**ZU BEARBEITENDE AUFGABEN:**
1 – Welche AiO-Wasserkühlung hat sich slasher laut dem Forenthread zur AiO-Wasserkühlung für seinen 3900X geholt?
2 – Schreiben Sie aus dem Forenthread zur AiO-Wasserkühlung den Abschnitt von „Hoffe das hilft“ bis „einer AIO so.“ wortgetreu ab.
3 – Schreiben Sie den Forenthread zur AiO-Wasserkühlung im Anschluss an seinen letzten Satz weiter.

**AUSGANGSTEXT:**
_ _ _ _ _ _ _

# 120er oder 240er AiO Wasserkühlung ?



## iBlack22 (4. September 2020)

Moin Moin, 

ich brauch mal euren Rat. Würde gerne meinen Ryzen 2600 mit einer AiO Kühlen..... ist nur die Frage ob ne 120er oder ne 240er ?? 

Ich dachte an eine Corsair Hydro ( da ich komplett iCue im Rechner verbaut habe ) 

Bin mal gespannt auf eure Antworten


----------



## slasher (4. September 2020)

Das kommt immer auf deinen Platz im Gehäuse an.
Leider habe ich nicht sooo viel Ahnung von Wasserkühlungen.
Kann dir aber sagen, dass ich zuletzt (letzte Woche ) mir einen 3900X mit einer Arctic Freezer Liquid 240 geholt habe.
Kühlleistung ist Spitze. Im Idle bei ca 30° und unter Last bei unter 50°

Was ich dir definitiv sagen kann, dass die 240er ein bisschen Einlaufzeit nach dem Einbau benötigt, damit die Kühlleistung erreicht wird.
Dauerte bei mir ein paar Stunden.

Hoffe das hilft ein wenig, zumindest als Anhaltspunkt.


----------



## IICARUS (4. September 2020)

Das mit der Einlaufzeit hat was mit der Luft zu tun, damit dieses aus der Pumpe komplett draußen ist und in den Radiator wandert. Das ist oft nach dem Umbau immer wegen dem Transport einer AIO so.

Ich würde immer einen 240er vorziehen, da hiermit mit der selben Drehzahl der Lüfter eine höhere Kühlleistung vorhanden ist und daher auch langsamer drehen können. Zudem wird man sich mit einem 140er wenn der hinten mit dran gemacht wird die Abluft des Gehäuses stören.

Die Corsair Hydro ist eine gute AIO, ich verstehe allerdings nicht wieso hier immer noch Radiatoren aus ALU verbaut werden. Ich bin eher ein Fan von Alphacool AIOs, weil hier kein ALU mit verbaut wird und alles gut austauschbar und erweiterbar ist. Eine AIO von Alphacool kann jederzeit gewartet, repariert und auch erweitert werden. Bei der Corsair Hydro hilft hier nach ein paar Jahren wenn der Kühler vergammelt ist weil das ALU dazu mit dem Kupfer reagiert hat, nur der Weg zum nächsten Mülleimer wenn die Kühlleistung deshalb im Keller ist.


----------



## DOcean (4. September 2020)

Grundsätzlich spricht nichts gegen den Einsatz von Alu, wenn der Hersteller weiß was er tut...

Wenn die Kupferflächen jeweils vernickelt sind (und diese gut ist) kommt es zu keiner Korrosion aufgrund des Einsatzes Alu/Kupfer
Zusätzlich enthält das Wasser noch Zusätze die das Verhalten vermindern

Klar ist eine reiner Kupfer Kreislauf besser, vorallem wenn man vlt später mal erweitern will...


----------



## IICARUS (4. September 2020)

DOcean schrieb:


> Zusätzlich enthält das Wasser noch Zusätze die das Verhalten vermindern


Richtig, wird aber dadurch nicht gänzlich verhindert.

_ _ _ _ _ _ _

Zeilen des Datensatzes:

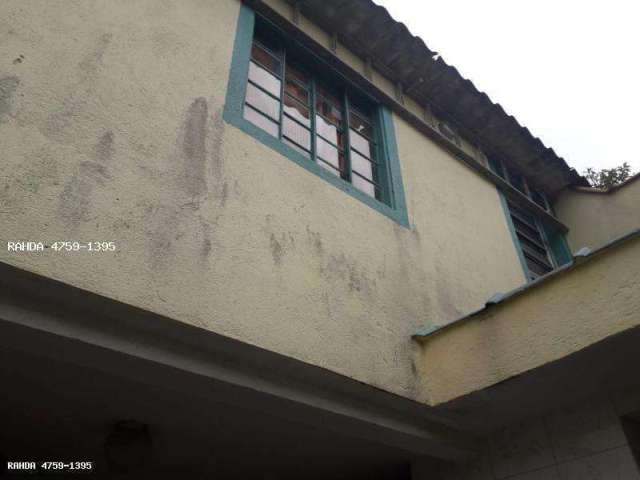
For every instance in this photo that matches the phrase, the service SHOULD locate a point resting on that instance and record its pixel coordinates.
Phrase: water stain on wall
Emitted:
(194, 151)
(75, 200)
(8, 86)
(91, 61)
(59, 125)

_ _ _ _ _ _ _

**LÖSUNGSÜBERSICHT:**
1 – Eine Arctic Freezer Liquid 240.

2 –
Hoffe das hilft ein wenig, zumindest als Anhaltspunkt.


----------



## IICARUS (4. September 2020)

Das mit der Einlaufzeit hat was mit der Luft zu tun, damit dieses aus der Pumpe komplett draußen ist und in den Radiator wandert. Das ist oft nach dem Umbau immer wegen dem Transport einer AIO so.

3 –
Zudem gab es hier mal solch ein Kühler der bereits komplett oxidiert war und die Finnen sich so zugesetzt haben das kein guter Durchfluss bestand. Find aber den Link zu diesem Thema leider nicht mehr.

Bei der Corsair Hydro ist zumindest nichts vernickelt, da ich es aus Bilder kenne und es auch schon vom Boden her ersichtlich ist.




			Dieser Inhalt steht nur eingeloggten Mitgliedern zur Verfügung.
        


Quelle: corsair.com

Die AIOs sind gut, aber wenn ich bedenke das ich mir nach 4-7 Jahre wieder eine neue kaufen kann ist es bei dem Preis auch nicht ganz ohne. Die Teile kannst noch nicht mal gut zum reinigen gut zerlegen und dann neu befüllen und die Schläuche sind auch nicht geschraubt, so das ein austausch eines Schlauch auch schon bereits erschwert wird. Bei den AIOs von Alphacool sind die Schlauche alle mit normalen Anschlüsse geschraubt und so lässt sich solch eine AIO zu jeder Zeit besser warten(zerlegen), erneuern oder erweitern. 

Mit einem Aufpreis von etwa 50 Euro kann eine AIO von ALC auch mit einem Temperatursensor erweitert werden und mit einer Steuerung auch per Wassertemperatur geregelt werden.
Alphacool Eisbaer 280 normal oder Aurora


----------



## NatokWa (4. September 2020)

Und um auf die Größe des Radiators zurück zu kommen .... wenn du nur einen 120/140'er verbaust kannst auch gleich nen Luftkühler auf die CPU packen da NULL Vorteil . Je größer der RaDi desto kühler das ganze auf Dauer d.H. bau den größten Radi ein der in das Gehäuse PASST , es gibt auch AiO's mit 360'er (2x120) oder gar 420'er (3x140) mittlerweile am Markt. Die währen MEIN Tip.
Alleine schon weil meine eigene CPU für sich alleine gleich 2 360'er Radi's hat und trotzdem noch gut das Wasser aufwärmt ...... aber auch weil die Venti's auf Lautlos laufen *g*


----------



## MaW85 (4. September 2020)

Es gibt ja auch 280er versionen von Corsair, wenn es dein Gehäuse erlaubt dann gleich diese kaufen. 
Alleine der besser Luftdurchsatz der größeren Lüfter, bei gleicher Drehzahl, ist enorm.


----------



## DOcean (4. September 2020)

IICARUS schrieb:


> Bei der Corsair Hydro ist zumindest nichts vernickelt, da ich es aus Bilder kenne und es auch schon vom Boden her ersichtlich ist.



nur weil der Boden nicht vernickelt ist heißt das nicht automatisch das das Innenleben das auch ist, aber eine gewisse Tendenz ist das schon das stimmt...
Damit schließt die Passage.